[Start of section]
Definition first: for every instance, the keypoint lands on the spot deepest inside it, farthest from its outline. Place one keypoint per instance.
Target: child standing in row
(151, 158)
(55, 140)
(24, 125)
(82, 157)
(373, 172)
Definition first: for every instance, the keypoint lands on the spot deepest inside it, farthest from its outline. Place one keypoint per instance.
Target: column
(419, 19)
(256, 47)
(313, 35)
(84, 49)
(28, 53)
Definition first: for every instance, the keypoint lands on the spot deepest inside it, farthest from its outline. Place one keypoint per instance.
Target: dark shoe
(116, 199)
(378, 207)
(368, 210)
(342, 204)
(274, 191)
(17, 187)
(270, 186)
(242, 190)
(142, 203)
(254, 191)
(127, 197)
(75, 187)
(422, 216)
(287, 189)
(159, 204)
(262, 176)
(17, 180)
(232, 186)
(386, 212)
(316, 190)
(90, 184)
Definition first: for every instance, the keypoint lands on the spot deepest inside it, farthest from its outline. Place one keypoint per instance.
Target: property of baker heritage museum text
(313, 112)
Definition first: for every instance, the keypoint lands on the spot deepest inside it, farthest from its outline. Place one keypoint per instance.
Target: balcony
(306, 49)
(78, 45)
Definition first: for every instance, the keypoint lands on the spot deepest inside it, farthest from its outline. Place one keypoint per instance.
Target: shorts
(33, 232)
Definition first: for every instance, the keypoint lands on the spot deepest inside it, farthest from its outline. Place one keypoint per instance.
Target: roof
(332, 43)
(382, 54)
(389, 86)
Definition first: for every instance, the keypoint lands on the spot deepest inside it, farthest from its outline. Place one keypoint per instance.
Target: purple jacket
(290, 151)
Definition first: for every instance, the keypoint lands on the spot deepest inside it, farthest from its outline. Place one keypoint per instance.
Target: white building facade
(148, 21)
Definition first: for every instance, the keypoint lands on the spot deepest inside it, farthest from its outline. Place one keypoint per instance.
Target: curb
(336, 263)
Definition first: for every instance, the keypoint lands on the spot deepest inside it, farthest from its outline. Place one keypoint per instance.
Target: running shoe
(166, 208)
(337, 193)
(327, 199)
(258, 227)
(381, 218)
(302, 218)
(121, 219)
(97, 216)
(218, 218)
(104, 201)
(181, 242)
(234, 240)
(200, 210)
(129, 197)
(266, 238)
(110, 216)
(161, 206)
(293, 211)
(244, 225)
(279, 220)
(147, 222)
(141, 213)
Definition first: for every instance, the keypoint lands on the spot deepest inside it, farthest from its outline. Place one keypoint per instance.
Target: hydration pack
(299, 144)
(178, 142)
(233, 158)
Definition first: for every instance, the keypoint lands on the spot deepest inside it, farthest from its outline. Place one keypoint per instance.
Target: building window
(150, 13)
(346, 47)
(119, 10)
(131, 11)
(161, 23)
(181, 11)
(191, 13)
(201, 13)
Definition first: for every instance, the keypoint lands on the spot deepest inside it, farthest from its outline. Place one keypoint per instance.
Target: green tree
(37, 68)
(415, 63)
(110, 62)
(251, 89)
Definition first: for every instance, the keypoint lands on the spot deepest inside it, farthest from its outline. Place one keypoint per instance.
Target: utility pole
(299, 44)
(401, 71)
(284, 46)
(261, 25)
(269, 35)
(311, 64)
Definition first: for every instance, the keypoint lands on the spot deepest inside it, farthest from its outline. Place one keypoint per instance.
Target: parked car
[End of section]
For this exercise, transcribe all the records exactly.

Definition first: for every instance, the keypoint lands on the spot deepest inside it, farthest from its outline. Place one keypoint per instance.
Target: child standing in row
(151, 158)
(55, 140)
(24, 125)
(82, 157)
(373, 172)
Definition first: for every instance, the keypoint lands on the spot deepest inside it, farthest from its outline. Place one keypoint per instance.
Target: column
(419, 19)
(256, 47)
(313, 35)
(84, 49)
(28, 53)
Definition first: for every instance, the keypoint lands on the spot deepest inside it, farthest from its outline. Place one keypoint per instance.
Target: dark shoe
(116, 199)
(378, 207)
(368, 210)
(342, 204)
(274, 191)
(17, 187)
(270, 186)
(242, 190)
(142, 203)
(254, 191)
(127, 197)
(75, 187)
(422, 216)
(287, 189)
(159, 204)
(262, 176)
(17, 180)
(232, 186)
(386, 212)
(316, 190)
(90, 184)
Definition first: for every instance, the keypoint lands on the spot deepest inside it, farthest from its outline. Place one keypoint per instance.
Target: property of baker heritage museum text
(313, 112)
Definition first: for every instance, the keypoint lands on the spot deepest inside it, farthest from its outline. Place one keypoint per instance.
Target: balcony
(306, 49)
(78, 45)
Definition first: for every instance, the keypoint lands on the spot deepest inside it, farthest from its outline. Place one keypoint per instance.
Target: shorts
(33, 232)
Definition first: for every instance, the keypoint lands on the spot deepest inside it, farthest from its outline. Place one keypoint per instance.
Target: roof
(332, 43)
(382, 54)
(389, 86)
Definition first: for every instance, the keypoint lands on the spot deepest inside it, farthest from its outline. Place one keypoint per instance.
Target: purple jacket
(290, 151)
Definition first: for every instance, the keypoint lands on the spot deepest inside it, farthest from its outline. Place one keypoint per instance.
Target: white building facade
(148, 21)
Definition first: for every instance, the keypoint lands on the spot deepest inside it, farthest from its outline. Place one keypoint per instance.
Target: curb
(336, 263)
Definition first: for every instance, the keypoint lands on the spot deepest inside it, farthest from its outline. Place one keypoint per instance.
Target: running shoe
(166, 208)
(337, 193)
(327, 199)
(258, 227)
(381, 218)
(302, 218)
(121, 219)
(97, 216)
(218, 218)
(104, 201)
(181, 242)
(234, 240)
(200, 210)
(129, 197)
(266, 238)
(110, 216)
(161, 206)
(293, 211)
(244, 225)
(279, 220)
(147, 222)
(141, 213)
Definition first: for every instance, the keypoint lands on the spot deepest inside it, farthest from its outline. Place one keypoint per instance.
Target: hydration pack
(299, 144)
(178, 142)
(233, 158)
Definition first: for every instance, the keypoint lands on the spot deepest inside it, farthest from its outline. Place one keypoint per instance.
Target: building window
(150, 13)
(346, 47)
(119, 10)
(131, 11)
(161, 23)
(181, 11)
(191, 13)
(201, 13)
Definition first: for every instance, the keypoint lands on the spot deepest inside it, farthest from its outline. Place one keypoint per instance.
Target: green tree
(37, 68)
(415, 63)
(110, 62)
(251, 89)
Definition first: for every instance, the keypoint lands on the spot deepest inside it, farthest from its outline. Place one keypoint per instance.
Target: utility pole
(299, 44)
(401, 71)
(284, 46)
(261, 25)
(269, 35)
(311, 64)
Definition first: for every instance, the keypoint lands on the spot deepest inside it, farthest from its outline. Place one keypoint per instance.
Target: parked car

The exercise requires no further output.